### To do:
[A] Count how many lines of the records contain the string "cabinet", and give only that number.
[B] Continue the passage on file hashing and CyberChef from the point where it stops.

### Selected extract:
------

On Windows, PowerShell has the get-filehash function that supports a variety of hashing algorithms. My understanding of looping in PowerShell isn’t quite as strong as it is with the bash shell on Linux, so here I just demonstrated running Get-FileHash multiple times, specifying a different hashing algorithm each time for “file.txt” containing the string “ayy.”
These are just some of the more well-known and well-established hashing algorithms. There are other hashing algorithms that are somewhat unique to malware analysis, such as ssdeep, peHash, and imphash–which are designed for special use cases.
Originally a GCHQ project, CyberChef is a self-contained web page that users can download and run locally that hosts a variety of tools that can be used to encode and decode files.
For example, if you receive a sample that appears to be encoded, and you know that its say, base 64 encoded, or URL encoded, gzipped, or otherwise obfuscated, CyberChef has “recipes” users can apply to their data to decode it. Do you know that a sample is obfuscated, but you don’t know how exactly it’s obfuscated? CyberChef can also try to auto-detect the obfuscation for you and decode it automatically.

------

### Input rows:
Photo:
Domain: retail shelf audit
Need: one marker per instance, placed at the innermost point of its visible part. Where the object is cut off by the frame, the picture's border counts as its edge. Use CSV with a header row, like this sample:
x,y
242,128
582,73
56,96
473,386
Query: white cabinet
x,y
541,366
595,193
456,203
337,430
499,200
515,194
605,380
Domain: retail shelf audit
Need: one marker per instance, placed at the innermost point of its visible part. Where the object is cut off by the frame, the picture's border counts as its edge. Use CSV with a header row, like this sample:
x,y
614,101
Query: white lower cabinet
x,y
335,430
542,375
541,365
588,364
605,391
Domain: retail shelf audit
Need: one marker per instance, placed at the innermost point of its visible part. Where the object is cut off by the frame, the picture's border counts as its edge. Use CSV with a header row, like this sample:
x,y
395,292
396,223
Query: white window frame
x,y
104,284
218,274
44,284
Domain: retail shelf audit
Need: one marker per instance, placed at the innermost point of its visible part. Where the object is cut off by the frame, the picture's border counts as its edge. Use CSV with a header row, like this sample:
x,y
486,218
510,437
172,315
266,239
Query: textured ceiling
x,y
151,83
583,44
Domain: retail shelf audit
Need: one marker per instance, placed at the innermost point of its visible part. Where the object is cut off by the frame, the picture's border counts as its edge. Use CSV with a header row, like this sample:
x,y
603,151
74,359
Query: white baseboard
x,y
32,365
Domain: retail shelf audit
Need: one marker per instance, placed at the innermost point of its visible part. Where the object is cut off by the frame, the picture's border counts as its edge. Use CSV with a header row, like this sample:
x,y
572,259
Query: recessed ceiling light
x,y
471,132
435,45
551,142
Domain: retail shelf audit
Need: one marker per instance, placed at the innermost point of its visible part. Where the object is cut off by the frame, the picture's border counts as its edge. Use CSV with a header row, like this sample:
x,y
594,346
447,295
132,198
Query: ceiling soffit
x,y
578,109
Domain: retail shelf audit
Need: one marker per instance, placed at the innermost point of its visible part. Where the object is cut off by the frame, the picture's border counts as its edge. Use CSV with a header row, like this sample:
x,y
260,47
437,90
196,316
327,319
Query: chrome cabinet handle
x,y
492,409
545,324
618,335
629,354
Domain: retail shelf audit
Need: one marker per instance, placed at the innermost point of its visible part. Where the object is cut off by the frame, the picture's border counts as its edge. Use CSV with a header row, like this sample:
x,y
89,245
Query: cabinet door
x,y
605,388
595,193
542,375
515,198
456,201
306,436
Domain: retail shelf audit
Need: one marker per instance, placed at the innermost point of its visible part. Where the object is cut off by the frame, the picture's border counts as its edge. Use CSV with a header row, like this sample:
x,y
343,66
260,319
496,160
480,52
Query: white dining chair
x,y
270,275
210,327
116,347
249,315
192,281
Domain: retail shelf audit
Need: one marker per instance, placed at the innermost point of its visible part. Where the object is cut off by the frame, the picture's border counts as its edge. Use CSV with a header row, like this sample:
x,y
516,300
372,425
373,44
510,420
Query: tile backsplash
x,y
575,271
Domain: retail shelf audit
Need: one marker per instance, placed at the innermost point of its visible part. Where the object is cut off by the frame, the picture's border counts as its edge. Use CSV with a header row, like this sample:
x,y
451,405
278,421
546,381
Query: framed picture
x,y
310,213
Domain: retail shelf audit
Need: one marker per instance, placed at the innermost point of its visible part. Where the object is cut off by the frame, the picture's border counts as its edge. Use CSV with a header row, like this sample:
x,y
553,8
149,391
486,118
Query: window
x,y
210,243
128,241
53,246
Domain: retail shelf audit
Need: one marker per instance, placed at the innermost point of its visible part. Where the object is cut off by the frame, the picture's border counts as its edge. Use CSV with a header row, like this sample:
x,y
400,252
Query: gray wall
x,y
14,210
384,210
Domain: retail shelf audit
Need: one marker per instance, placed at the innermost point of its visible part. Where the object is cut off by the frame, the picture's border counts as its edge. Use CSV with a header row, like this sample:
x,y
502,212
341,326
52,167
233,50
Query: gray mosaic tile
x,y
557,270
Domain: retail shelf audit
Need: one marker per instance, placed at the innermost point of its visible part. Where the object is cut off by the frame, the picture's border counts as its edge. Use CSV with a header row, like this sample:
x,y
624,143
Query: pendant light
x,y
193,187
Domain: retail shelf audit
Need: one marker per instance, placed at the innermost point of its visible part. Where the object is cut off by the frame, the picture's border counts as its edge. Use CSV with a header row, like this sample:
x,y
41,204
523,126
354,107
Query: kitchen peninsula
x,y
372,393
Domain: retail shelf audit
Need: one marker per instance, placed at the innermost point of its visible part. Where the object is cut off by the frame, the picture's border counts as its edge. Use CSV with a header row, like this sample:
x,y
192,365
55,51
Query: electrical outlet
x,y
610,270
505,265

------

### The results:
[A] 4

[B]
If you’d like to see a small demonstration on how CyberChef works, I demoed using it in a previous blog post–Threat Hunting with Splunk: Part 3. I used CyberChef to decode encoded (base64) PowerShell commands, decompress gzipped content, and remove null bytes from the output. I then fed the Shellcode to a debugger/emulator to see what it did. Pretty useful, eh?
In addition to CyberChef, consider scanning your sample with YARA. YARA is a multi-platform pattern matching engine designed to identify and classify malware based on patterns configured in rule files. If it helps, think of it as a Snort or Suricata, except for individual files. If a malware sample matches a pattern in a rule file, it triggers an alert. That means it’s effective for malicious script files, dropped artifacts, as well as malicious executables (Windows PE, Linux ELF, MacOS mach-O), etc.
Some might draw the parallel that YARA is an endpoint protection tool. After all, it matches patterns based on rules and those are basically AV signatures, right? But that’s really not the case because YARA doesn’t offer a real-time protection or quarantine component. All it does is manually scan and pattern match.
While I’ve mainly focused on obfuscation in plaintext script files, what about binary files? What can be done to detect anomalies, or obfuscation in binaries? For starters, there is a very simple utility available for most operating systems called strings. This command can scan a file and show you all of the ascii strings in a file. There’s a very good chance that if the strings command doesn’t detect a whole lot, then the executable might be packed, XOR encoded, or otherwise obfuscated. There are many tools out there that can be used to try to determine what sort of obfuscation is in use and decode it. For example, FireEye’s FLOSS tool and, again, CyberChef.
Determining Functionality (imported functions)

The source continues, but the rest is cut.